* **Extracted material**:
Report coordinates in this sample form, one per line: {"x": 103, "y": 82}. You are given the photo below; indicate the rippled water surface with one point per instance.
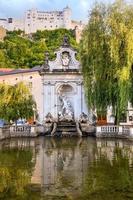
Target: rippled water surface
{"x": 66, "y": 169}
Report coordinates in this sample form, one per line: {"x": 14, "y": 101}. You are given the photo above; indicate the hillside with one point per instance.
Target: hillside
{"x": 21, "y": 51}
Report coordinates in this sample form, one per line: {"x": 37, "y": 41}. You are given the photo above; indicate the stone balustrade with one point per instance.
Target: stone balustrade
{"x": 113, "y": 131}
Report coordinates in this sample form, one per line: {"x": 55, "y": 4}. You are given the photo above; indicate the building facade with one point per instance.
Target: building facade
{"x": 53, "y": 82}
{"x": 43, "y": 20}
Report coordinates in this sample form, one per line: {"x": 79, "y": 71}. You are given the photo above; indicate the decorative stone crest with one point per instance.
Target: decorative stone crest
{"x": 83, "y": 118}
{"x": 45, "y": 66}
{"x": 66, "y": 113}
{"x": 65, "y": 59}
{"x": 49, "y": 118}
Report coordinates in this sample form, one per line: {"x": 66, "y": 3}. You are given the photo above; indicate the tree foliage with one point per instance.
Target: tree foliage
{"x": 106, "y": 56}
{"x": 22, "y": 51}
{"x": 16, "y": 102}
---
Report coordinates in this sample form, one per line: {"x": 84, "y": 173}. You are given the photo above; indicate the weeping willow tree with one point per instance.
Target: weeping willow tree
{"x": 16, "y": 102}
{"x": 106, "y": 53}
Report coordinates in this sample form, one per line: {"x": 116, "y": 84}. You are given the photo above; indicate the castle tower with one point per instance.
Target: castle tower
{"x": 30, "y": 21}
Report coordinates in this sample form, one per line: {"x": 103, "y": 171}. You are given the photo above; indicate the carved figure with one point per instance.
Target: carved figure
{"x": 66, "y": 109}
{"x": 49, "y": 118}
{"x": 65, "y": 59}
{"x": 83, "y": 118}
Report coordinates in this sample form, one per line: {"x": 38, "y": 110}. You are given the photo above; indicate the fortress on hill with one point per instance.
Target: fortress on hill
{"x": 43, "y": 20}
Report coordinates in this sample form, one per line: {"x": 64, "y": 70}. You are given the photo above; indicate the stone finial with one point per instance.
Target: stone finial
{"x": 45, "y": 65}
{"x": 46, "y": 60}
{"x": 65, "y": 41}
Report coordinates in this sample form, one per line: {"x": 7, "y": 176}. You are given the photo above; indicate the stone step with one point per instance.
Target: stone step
---
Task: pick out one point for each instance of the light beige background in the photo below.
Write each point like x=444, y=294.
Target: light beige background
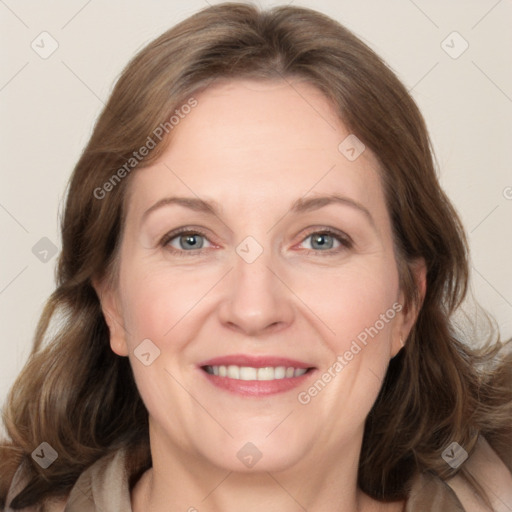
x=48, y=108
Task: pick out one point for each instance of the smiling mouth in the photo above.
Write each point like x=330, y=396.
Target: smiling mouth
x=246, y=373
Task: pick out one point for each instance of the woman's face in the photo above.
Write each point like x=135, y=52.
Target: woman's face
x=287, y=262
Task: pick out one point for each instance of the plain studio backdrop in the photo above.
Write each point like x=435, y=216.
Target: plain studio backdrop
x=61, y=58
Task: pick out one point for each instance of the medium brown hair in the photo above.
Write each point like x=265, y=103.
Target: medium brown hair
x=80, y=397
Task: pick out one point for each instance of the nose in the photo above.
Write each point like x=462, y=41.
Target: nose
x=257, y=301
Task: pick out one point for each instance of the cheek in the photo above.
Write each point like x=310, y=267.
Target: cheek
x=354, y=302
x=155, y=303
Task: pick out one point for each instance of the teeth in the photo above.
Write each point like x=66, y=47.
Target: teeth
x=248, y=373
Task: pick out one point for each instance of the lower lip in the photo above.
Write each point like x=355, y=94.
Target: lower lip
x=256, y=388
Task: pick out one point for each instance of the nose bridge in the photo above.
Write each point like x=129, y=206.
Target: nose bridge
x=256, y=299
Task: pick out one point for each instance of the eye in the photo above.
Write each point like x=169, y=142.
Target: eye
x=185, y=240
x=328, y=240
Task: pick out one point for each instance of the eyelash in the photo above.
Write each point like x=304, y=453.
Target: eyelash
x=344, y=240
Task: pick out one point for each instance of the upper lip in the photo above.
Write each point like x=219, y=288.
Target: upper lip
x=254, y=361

* **Stated exercise**: Rewrite the stretch from the line that contains "Task: pick out one point for each instance of the eyelash" through the line that contains "x=254, y=361", requests included, and shift each answer coordinate by adding 149 to it. Leave the numbers in the requests and their sample formats as they are.

* **Correct output**:
Task: pick out one point for each instance of the eyelash in the photo above.
Write each point like x=304, y=453.
Target: eyelash
x=493, y=389
Task: pick out one point for each instance of the upper lip in the photo above.
Write each point like x=219, y=288.
Target: upper lip
x=403, y=510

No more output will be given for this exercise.